Stored data entries:
☆ ☆ ☆

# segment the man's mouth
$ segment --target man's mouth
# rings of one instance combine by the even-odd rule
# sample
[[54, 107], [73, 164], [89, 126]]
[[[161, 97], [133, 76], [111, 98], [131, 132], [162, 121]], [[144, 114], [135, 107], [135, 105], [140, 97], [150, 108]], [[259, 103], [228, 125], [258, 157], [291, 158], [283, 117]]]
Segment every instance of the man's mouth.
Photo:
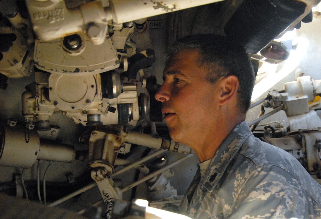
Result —
[[163, 114], [163, 115], [164, 115], [164, 117], [163, 118], [163, 119], [165, 119], [167, 118], [168, 118], [171, 115], [175, 114], [173, 113], [170, 113], [165, 110], [163, 111], [162, 113]]

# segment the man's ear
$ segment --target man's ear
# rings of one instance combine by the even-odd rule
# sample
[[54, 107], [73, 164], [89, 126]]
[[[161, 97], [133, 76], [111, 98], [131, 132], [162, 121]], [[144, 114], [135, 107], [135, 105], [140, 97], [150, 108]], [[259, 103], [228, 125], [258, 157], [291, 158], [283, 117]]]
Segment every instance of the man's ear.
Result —
[[229, 75], [220, 82], [221, 92], [219, 97], [221, 105], [226, 104], [236, 96], [239, 88], [239, 79], [235, 75]]

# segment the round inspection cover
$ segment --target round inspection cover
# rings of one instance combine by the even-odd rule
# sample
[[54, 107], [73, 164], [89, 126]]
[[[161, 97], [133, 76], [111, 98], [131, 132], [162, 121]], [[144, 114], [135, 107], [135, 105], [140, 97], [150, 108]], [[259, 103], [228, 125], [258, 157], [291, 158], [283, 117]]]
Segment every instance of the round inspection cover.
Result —
[[82, 99], [87, 93], [88, 84], [83, 77], [62, 76], [56, 83], [57, 94], [67, 103], [76, 103]]
[[52, 74], [49, 77], [50, 99], [64, 111], [82, 110], [91, 103], [96, 93], [93, 75], [65, 75]]

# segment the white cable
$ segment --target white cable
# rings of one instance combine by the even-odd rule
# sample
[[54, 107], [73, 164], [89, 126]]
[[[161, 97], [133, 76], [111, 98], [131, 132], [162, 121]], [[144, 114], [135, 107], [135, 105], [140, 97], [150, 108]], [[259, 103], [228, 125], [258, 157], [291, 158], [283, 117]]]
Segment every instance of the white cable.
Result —
[[28, 192], [26, 188], [26, 186], [24, 185], [24, 180], [23, 180], [23, 172], [24, 172], [24, 169], [22, 169], [21, 172], [21, 183], [22, 183], [22, 187], [23, 188], [23, 191], [24, 191], [24, 195], [26, 196], [26, 199], [27, 200], [29, 200], [29, 197], [28, 197]]
[[49, 163], [48, 164], [48, 166], [47, 167], [47, 168], [46, 169], [46, 171], [45, 171], [45, 174], [43, 175], [43, 203], [45, 205], [47, 205], [47, 200], [46, 196], [46, 175], [47, 174], [47, 170], [48, 170], [48, 168], [49, 168], [49, 166], [50, 166], [51, 164], [51, 161], [49, 161]]
[[42, 205], [42, 202], [41, 201], [41, 196], [40, 195], [40, 177], [39, 176], [40, 161], [40, 160], [38, 161], [38, 165], [37, 165], [37, 191], [38, 192], [38, 197], [39, 199], [39, 202]]

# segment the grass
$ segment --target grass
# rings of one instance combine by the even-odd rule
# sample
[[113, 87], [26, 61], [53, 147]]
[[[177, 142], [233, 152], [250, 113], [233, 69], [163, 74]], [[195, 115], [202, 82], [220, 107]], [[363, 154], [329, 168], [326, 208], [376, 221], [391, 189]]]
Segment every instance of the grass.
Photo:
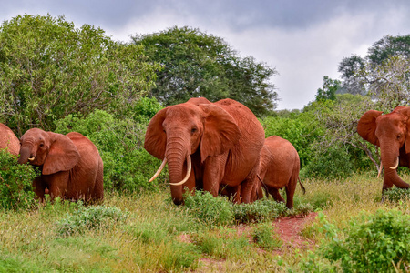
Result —
[[[407, 197], [382, 202], [382, 183], [366, 174], [304, 180], [306, 194], [298, 188], [295, 210], [286, 214], [320, 212], [302, 230], [316, 242], [310, 249], [281, 241], [272, 222], [282, 211], [276, 205], [267, 210], [271, 201], [236, 207], [218, 198], [215, 204], [225, 209], [220, 222], [211, 218], [215, 204], [201, 205], [212, 207], [204, 220], [193, 213], [200, 206], [173, 205], [169, 189], [139, 196], [107, 193], [96, 209], [56, 202], [30, 211], [0, 210], [0, 272], [321, 272], [334, 266], [319, 251], [330, 240], [329, 232], [347, 228], [364, 212], [408, 214]], [[252, 211], [259, 213], [256, 217], [250, 217]], [[249, 217], [243, 220], [243, 215]], [[67, 227], [77, 231], [67, 233]]]

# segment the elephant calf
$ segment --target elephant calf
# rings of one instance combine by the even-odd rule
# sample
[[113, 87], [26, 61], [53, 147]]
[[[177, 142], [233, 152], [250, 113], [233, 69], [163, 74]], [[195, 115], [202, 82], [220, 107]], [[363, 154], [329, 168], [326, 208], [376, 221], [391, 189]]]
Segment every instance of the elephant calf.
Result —
[[97, 147], [83, 135], [71, 132], [64, 136], [34, 128], [20, 139], [18, 162], [30, 162], [41, 169], [33, 182], [40, 199], [51, 198], [101, 200], [103, 162]]
[[[293, 207], [293, 195], [299, 181], [300, 160], [294, 147], [286, 139], [272, 136], [265, 139], [261, 152], [260, 178], [263, 187], [278, 202], [284, 202], [279, 193], [283, 187], [286, 190], [286, 207]], [[268, 194], [268, 193], [267, 193]]]

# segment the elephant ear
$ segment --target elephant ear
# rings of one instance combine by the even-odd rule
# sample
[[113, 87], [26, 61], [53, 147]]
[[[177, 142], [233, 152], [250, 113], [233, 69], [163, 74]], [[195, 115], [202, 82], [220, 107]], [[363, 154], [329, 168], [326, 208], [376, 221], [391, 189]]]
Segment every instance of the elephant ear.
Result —
[[410, 153], [410, 107], [405, 107], [405, 106], [398, 106], [395, 107], [393, 112], [399, 112], [403, 116], [405, 116], [406, 120], [406, 126], [407, 126], [407, 133], [405, 134], [405, 153]]
[[233, 117], [224, 109], [214, 105], [199, 105], [205, 113], [200, 160], [223, 154], [236, 145], [241, 131]]
[[357, 133], [360, 136], [376, 146], [380, 146], [375, 136], [376, 119], [382, 114], [382, 111], [369, 110], [362, 116], [357, 123]]
[[165, 157], [165, 149], [167, 147], [167, 134], [165, 134], [162, 127], [167, 109], [164, 108], [155, 114], [154, 117], [149, 121], [144, 142], [144, 148], [149, 154], [161, 160]]
[[80, 154], [74, 142], [67, 136], [47, 132], [51, 144], [43, 165], [43, 175], [51, 175], [72, 169], [79, 161]]

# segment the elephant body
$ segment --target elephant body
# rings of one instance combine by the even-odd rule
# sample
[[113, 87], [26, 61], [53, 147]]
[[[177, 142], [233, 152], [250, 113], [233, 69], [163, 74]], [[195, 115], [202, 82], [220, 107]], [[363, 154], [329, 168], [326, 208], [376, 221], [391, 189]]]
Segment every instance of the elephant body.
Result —
[[0, 149], [5, 148], [13, 155], [18, 155], [20, 141], [9, 127], [0, 123]]
[[77, 132], [64, 136], [35, 128], [26, 132], [20, 142], [19, 163], [29, 161], [41, 170], [33, 182], [41, 200], [45, 193], [52, 199], [103, 199], [103, 162], [88, 138]]
[[389, 114], [382, 114], [375, 110], [365, 112], [357, 124], [357, 133], [380, 147], [381, 164], [384, 167], [382, 191], [394, 185], [408, 188], [410, 185], [399, 177], [396, 168], [397, 164], [410, 167], [410, 107], [398, 106]]
[[[279, 189], [285, 187], [286, 207], [293, 207], [293, 195], [299, 181], [300, 159], [294, 147], [286, 139], [272, 136], [265, 139], [261, 152], [261, 180], [278, 202], [284, 202]], [[303, 186], [301, 184], [304, 191]]]
[[[171, 196], [183, 202], [184, 187], [218, 195], [221, 185], [241, 186], [241, 202], [251, 202], [259, 173], [264, 130], [253, 113], [231, 99], [210, 103], [192, 98], [168, 106], [149, 122], [144, 147], [169, 166]], [[188, 176], [188, 160], [192, 171]]]

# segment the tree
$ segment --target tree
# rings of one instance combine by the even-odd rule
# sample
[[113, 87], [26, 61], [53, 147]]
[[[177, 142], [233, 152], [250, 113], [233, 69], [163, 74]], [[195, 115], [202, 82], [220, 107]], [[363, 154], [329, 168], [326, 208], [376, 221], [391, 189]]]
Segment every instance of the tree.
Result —
[[343, 80], [342, 93], [367, 94], [373, 87], [369, 84], [374, 80], [373, 70], [384, 66], [391, 57], [410, 58], [410, 35], [386, 35], [375, 42], [364, 58], [357, 55], [343, 58], [339, 65]]
[[241, 58], [221, 38], [190, 27], [133, 37], [150, 61], [162, 65], [149, 96], [164, 106], [204, 96], [210, 101], [230, 97], [256, 115], [276, 107], [278, 95], [269, 80], [276, 70], [252, 57]]
[[63, 16], [18, 15], [0, 26], [0, 120], [19, 135], [69, 114], [121, 114], [149, 90], [155, 65], [141, 46]]
[[317, 89], [317, 94], [315, 95], [316, 101], [320, 100], [335, 100], [336, 91], [341, 88], [341, 82], [339, 80], [333, 80], [329, 76], [323, 76], [323, 88]]

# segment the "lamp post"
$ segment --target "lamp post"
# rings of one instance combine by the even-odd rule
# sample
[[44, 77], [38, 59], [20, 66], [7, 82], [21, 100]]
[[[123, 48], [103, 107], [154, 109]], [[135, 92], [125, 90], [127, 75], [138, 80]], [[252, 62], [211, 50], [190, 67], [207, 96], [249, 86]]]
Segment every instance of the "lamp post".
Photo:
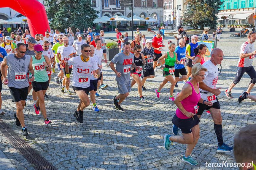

☆ ☆ ☆

_Stated task_
Render the material starting at the line containing "# segment the elephant body" and ending at the line containing "127], [0, 123]]" as a Markdown table with the columns Row and Line. Number each line and leave out blank ones.

_Response below_
| Row | Line |
|---|---|
| 1 | # segment the elephant body |
| 2 | $ segment --target elephant body |
| 3 | # rings of one instance combine by the even-odd rule |
| 4 | # sample |
| 5 | [[113, 87], [26, 61], [53, 147]] |
| 6 | [[[177, 142], [233, 152], [250, 113], [233, 69], [163, 74]], [[195, 115], [202, 82], [220, 107]], [[363, 154], [329, 168], [326, 208], [376, 221], [391, 189]]] |
| 7 | Segment every instance of the elephant body. |
| 8 | Result — |
| 9 | [[0, 149], [5, 148], [13, 155], [18, 155], [20, 141], [9, 127], [0, 123]] |